_Task_: Convert the records from the line with "pole and record the pixel coordinates." through the end of the records into a two-column CSV with the headers text and answer, one row per record. Put each record's text and its answer in a single quoted field, with line breaks replaced by spaces.

-- START OF Material supplied --

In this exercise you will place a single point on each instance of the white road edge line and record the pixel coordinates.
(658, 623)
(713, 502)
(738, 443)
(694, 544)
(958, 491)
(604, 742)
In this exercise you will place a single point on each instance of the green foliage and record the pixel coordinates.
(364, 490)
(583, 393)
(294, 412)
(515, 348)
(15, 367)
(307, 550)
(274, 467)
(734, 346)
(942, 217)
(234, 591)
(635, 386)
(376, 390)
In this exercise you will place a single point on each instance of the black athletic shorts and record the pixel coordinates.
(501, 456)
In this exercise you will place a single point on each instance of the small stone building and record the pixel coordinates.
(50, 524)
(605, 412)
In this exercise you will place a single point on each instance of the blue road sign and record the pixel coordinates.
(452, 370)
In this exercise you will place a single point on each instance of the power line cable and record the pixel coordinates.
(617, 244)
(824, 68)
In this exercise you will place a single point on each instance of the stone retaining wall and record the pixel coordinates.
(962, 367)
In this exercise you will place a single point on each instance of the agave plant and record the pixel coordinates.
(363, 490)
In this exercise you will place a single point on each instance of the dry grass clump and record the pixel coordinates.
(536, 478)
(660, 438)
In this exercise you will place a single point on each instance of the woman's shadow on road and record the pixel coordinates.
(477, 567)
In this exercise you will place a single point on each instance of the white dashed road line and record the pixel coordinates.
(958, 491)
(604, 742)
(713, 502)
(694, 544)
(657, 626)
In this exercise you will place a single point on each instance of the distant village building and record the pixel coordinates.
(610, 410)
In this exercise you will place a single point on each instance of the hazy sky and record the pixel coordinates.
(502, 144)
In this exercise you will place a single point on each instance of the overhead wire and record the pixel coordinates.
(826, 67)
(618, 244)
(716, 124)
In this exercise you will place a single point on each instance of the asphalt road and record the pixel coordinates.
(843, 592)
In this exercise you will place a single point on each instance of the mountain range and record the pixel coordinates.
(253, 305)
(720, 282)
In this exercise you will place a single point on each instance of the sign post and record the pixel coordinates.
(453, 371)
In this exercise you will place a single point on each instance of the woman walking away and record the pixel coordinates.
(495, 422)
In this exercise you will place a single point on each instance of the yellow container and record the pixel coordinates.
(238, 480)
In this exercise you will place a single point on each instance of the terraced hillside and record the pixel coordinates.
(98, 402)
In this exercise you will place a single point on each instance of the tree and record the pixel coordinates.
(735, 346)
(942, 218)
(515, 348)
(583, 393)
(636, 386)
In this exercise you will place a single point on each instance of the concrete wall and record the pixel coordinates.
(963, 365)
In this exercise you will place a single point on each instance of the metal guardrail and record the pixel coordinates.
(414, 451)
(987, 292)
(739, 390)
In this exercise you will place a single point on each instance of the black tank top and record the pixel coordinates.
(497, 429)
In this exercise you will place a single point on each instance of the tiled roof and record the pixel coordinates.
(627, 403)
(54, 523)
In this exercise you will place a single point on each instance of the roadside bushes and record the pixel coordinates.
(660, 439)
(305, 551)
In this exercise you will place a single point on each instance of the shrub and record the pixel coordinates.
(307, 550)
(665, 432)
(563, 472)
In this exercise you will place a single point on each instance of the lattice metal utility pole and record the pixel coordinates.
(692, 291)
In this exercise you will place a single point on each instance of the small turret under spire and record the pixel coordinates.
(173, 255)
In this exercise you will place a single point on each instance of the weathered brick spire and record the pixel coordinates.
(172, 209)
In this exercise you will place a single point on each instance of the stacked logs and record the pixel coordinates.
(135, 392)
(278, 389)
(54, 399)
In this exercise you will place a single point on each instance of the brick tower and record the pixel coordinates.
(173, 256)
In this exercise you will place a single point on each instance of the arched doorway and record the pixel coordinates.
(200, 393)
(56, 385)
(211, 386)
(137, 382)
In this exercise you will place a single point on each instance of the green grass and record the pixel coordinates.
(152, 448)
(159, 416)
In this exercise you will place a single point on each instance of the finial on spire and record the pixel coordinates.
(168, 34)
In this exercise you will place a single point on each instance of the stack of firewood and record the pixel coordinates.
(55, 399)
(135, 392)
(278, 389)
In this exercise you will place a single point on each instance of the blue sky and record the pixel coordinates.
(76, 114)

-- END OF Material supplied --

_Reply to the task_:
text,answer
"In this exercise you will place a single point on each instance of the lattice metal utility pole and record the pixel coordinates.","(692, 291)"
"In this exercise you will place a single point on each instance of the small turret under spire and record the pixel coordinates.","(173, 255)"
"In this exercise you will place a single point on each instance of the weathered brick spire and record the pixel coordinates.","(172, 209)"
"In this exercise you will place a single point on each instance of the stacked logs and record the pixel coordinates.","(135, 392) (278, 389) (54, 399)"
"In this exercise you will place a single point on each instance of the brick tower and record the pixel coordinates.","(173, 256)"
"In this exercise you will place a single point on each instance of the arched doorway and record the pixel coordinates.","(200, 393) (56, 385) (211, 386) (137, 382)"
"In this exercise you will place a single point on each instance of the green grass and record the pixel coordinates.","(152, 448) (159, 416)"
"In this exercise you will place a single point on each instance of the finial on spire and record the pixel coordinates.","(168, 34)"
"In this exercise you will place a single point on each instance of the stack of firewood and record the pixel coordinates.","(55, 399) (135, 392) (278, 389)"
"In this exercise you will place a single point on each instance of the blue sky and record the pixel coordinates.","(76, 114)"